**Exercise prompt**
Work out how many lines in the material below hold the word "stone". Write only the number.

————

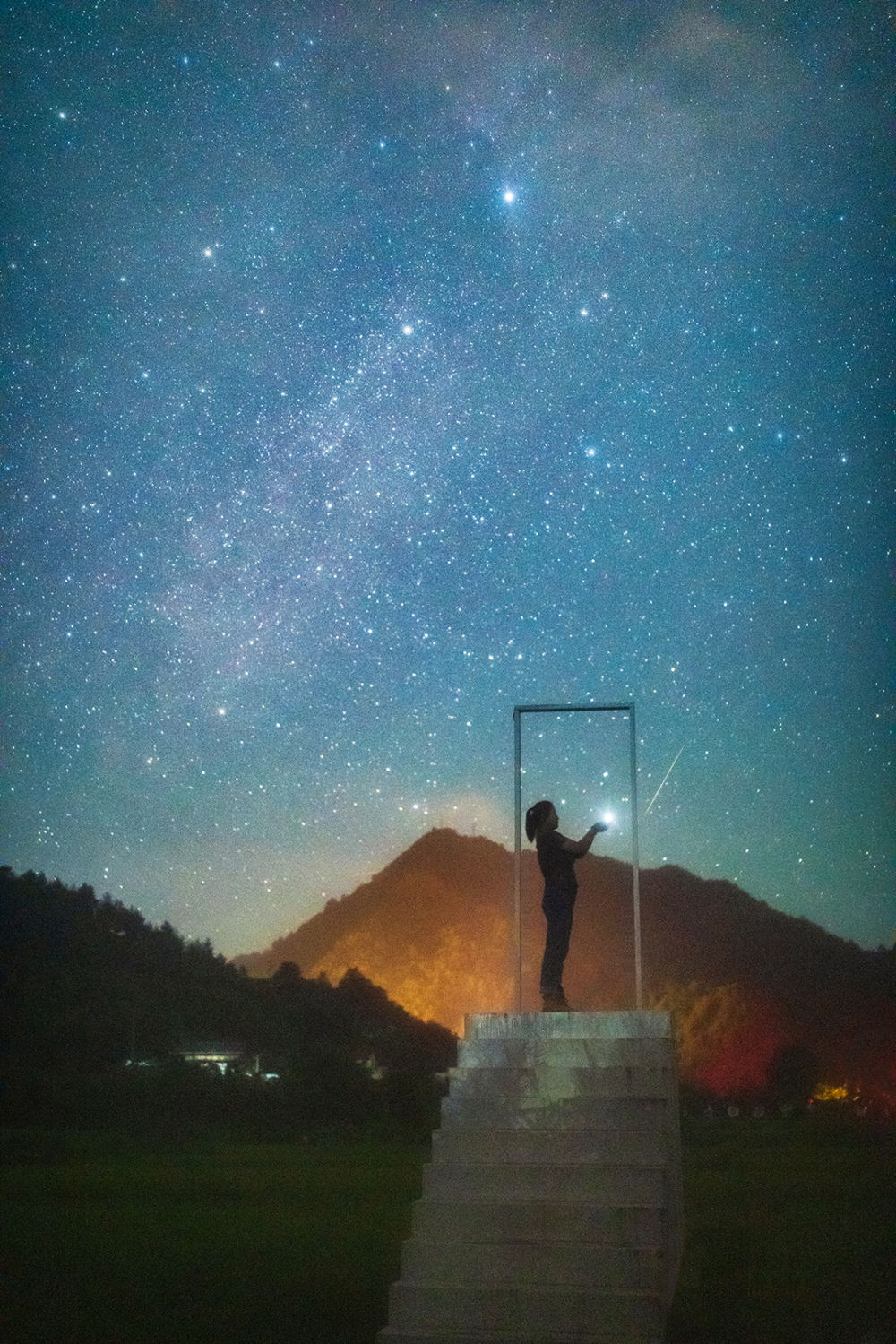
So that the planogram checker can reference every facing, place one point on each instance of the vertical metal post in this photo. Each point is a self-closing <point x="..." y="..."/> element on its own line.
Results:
<point x="517" y="847"/>
<point x="635" y="883"/>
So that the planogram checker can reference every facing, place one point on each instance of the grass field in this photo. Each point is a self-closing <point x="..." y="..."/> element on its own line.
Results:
<point x="790" y="1238"/>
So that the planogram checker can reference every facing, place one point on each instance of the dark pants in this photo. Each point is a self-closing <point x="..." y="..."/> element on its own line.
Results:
<point x="557" y="910"/>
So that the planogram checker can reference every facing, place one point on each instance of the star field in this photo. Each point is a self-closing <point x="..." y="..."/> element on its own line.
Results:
<point x="375" y="368"/>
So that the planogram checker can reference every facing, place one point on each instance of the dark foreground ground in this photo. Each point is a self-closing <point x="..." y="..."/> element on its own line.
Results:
<point x="790" y="1236"/>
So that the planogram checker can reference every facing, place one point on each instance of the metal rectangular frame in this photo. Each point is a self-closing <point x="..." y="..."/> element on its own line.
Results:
<point x="519" y="710"/>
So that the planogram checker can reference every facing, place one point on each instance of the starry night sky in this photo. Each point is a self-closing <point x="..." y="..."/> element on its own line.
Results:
<point x="375" y="367"/>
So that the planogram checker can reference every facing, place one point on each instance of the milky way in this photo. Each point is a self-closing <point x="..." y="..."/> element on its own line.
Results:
<point x="376" y="367"/>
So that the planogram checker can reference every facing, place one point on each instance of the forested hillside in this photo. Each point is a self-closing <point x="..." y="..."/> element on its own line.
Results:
<point x="758" y="995"/>
<point x="94" y="997"/>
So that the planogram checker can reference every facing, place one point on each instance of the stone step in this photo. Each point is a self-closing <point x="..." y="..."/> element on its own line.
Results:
<point x="476" y="1105"/>
<point x="538" y="1220"/>
<point x="466" y="1144"/>
<point x="618" y="1185"/>
<point x="555" y="1081"/>
<point x="538" y="1261"/>
<point x="575" y="1053"/>
<point x="548" y="1336"/>
<point x="532" y="1308"/>
<point x="568" y="1026"/>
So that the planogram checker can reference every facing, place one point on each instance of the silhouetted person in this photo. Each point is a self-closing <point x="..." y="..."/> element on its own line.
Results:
<point x="556" y="857"/>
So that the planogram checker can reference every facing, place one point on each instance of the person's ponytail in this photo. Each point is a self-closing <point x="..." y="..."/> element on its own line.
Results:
<point x="538" y="814"/>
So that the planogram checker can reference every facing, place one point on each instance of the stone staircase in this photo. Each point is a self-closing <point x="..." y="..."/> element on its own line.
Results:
<point x="551" y="1211"/>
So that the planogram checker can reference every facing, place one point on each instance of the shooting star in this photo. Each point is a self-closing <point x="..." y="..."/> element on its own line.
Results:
<point x="664" y="780"/>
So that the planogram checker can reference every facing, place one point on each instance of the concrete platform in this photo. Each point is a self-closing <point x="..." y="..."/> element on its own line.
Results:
<point x="551" y="1211"/>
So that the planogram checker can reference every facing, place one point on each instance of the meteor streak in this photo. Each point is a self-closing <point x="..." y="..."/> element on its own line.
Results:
<point x="664" y="780"/>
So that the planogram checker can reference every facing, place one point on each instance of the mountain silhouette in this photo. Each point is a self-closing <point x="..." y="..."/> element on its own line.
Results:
<point x="759" y="997"/>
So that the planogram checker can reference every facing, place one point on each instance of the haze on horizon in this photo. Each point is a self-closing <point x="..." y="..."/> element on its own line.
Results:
<point x="370" y="374"/>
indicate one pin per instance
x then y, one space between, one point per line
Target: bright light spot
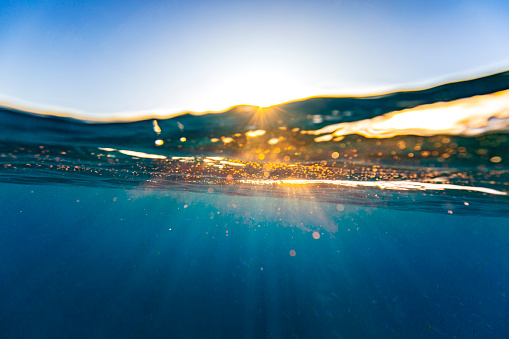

————

**Result of the task**
2